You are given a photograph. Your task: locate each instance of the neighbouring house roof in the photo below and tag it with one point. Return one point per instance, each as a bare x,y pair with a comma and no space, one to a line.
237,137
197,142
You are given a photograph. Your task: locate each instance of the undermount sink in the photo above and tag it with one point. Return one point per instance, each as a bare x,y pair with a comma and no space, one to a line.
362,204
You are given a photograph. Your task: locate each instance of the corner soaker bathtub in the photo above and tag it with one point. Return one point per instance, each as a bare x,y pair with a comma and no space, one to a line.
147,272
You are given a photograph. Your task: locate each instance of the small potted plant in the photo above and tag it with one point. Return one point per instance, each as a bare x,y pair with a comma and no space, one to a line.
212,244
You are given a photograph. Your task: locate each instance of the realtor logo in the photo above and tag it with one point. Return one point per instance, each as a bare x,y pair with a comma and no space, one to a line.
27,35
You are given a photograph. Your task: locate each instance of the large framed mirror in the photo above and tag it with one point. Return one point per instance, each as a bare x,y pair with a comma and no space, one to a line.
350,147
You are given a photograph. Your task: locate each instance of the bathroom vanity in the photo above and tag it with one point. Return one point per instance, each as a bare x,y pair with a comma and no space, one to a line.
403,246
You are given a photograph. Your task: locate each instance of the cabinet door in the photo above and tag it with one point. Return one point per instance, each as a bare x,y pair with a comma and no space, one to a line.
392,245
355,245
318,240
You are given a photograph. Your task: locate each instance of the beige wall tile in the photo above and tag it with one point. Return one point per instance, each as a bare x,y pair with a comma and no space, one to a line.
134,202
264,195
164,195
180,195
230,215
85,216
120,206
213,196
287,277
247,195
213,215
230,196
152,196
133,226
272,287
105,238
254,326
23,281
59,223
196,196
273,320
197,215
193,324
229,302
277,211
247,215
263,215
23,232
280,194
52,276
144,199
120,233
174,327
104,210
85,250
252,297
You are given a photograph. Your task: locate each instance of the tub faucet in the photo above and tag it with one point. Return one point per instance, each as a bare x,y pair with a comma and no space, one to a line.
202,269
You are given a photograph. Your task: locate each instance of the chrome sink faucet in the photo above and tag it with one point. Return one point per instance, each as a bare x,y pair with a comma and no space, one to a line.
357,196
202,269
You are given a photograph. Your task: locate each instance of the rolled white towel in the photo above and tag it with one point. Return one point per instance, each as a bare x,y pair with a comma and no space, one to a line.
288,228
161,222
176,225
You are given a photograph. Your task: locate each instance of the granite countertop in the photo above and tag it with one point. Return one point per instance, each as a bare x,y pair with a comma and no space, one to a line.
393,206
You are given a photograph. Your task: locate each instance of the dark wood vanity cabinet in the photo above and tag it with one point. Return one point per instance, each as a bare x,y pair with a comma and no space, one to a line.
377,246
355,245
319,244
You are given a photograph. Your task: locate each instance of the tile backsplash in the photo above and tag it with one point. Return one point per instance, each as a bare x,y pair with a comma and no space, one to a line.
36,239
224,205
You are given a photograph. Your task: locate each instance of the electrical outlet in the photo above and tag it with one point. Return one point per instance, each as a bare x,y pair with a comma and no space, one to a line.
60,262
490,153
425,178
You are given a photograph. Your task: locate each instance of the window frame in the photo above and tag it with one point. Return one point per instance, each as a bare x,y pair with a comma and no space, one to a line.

* * * * *

The full set of entries above should be given again exactly.

You are given a photograph. Your task: locate each instance of the neighbouring house roof in the photo below and tag it with one point. Return one point per instance, each as a bare x,y pair with a comma and no space, one to a line.
237,137
197,142
You are given a photograph. Your task: locate each instance of the undermount sink in the photo above and tag it with one point. Return one point per instance, each as a bare x,y pair with a comma and no space, one to a line.
362,204
You are given a photograph. Your task: locate each instance of the corner soaker bathtub in the photo above and tag it with one point. Return one point per instance, each as a bare x,y pair with a comma and no space, one to a line.
147,272
You are given a photograph. Your task: locate each instance of the small potted plant in the photo above and tag it with one point. Return one point per instance, each as a bare x,y pair with a comma and no space, one to a line.
212,244
You are given a photograph. Your task: locate each instance of the realtor logo in the photo above and tag it with one point. Return one point per instance, each as a bare x,y pair with a comma and no space, one to a line.
27,35
You are given a photograph. Your task: locate each instance of the large framed mirror in the photo above and tag it with one point. Return one point per instance, each as a bare x,y pair with a comma and no space, one to a line.
350,147
You are given a photograph. Your task: locate each instance of the bathroom vanity in the photo above and tag it with one point. Return one point per instance, each as a bare x,y pair with a comma and no space, one to a line.
403,246
You are given a photograph. Your task: locate each instance of the cabinet door in the photo above and tag it with one point. Return one point per instance, each as a bare x,y pair with a comma and no space, one to a line.
392,245
355,245
318,240
You are given a photograph. Your task: locate each instance of the beige wall tile in the photo above and tag it with one point. Return one point per instance, each as a bare x,y pair with a comma and no space, one to a line.
134,202
264,195
164,195
180,195
230,215
85,216
120,206
213,196
287,277
247,195
213,215
230,196
152,196
133,226
272,287
105,238
254,326
23,281
59,223
196,196
273,320
197,215
193,324
229,302
277,211
247,215
263,215
23,232
280,194
52,276
144,199
120,233
174,327
104,210
85,250
252,297
You are given a photograph. Your task: locate each instance of the tub faucet in the photo above and tag it with one point. Return one point per instance, each as a bare x,y pair with a comma and no space, one to a line.
202,269
You are given a photograph. Your task: locate each instance of the chrome sink faucet in the photo above and tag it with one point. Return one point per instance, each as a bare x,y pair with a comma and no space, one to a line.
357,196
202,269
You are given a photograph. Your task: locate each instance of the rolled white towel in the photo above and tag it with one point. Return one point per instance, each as a bare x,y pair with a comma and no space, one to a line.
288,228
161,222
176,225
You are given a photograph. Your task: locate each instance of the granite countertop in the photo above and tag it with one point. Return one point per instance, each as a bare x,y pair with a comma and no space, one to a line.
393,206
You are given a photograph. Your task: locate each instance of the dark wood vanity cabinet in the photo above and tag it with one point. Return one point per instance, each as a bare x,y pair with a comma and no space, one to a line.
377,246
355,245
319,244
You are given a photograph. Your task: locate each instance of the tile backsplash in the photo above and tag it with one point. Return one point per instance, each as a bare x,y pair with a comma and no space, one to a line.
36,239
224,205
You are given a photograph. Your task: locate each instance of the electrical outlet in the photo above and tag it with one point. Return one point per instance, each as a bare x,y pair with a comma and no space, one to a line.
60,262
490,153
425,178
You are given a photograph. Your task: locate each instance of the window frame in the photo above and tag it with one point. Return one point per instance, each as a bare x,y pair with a comma and no space, one to a line.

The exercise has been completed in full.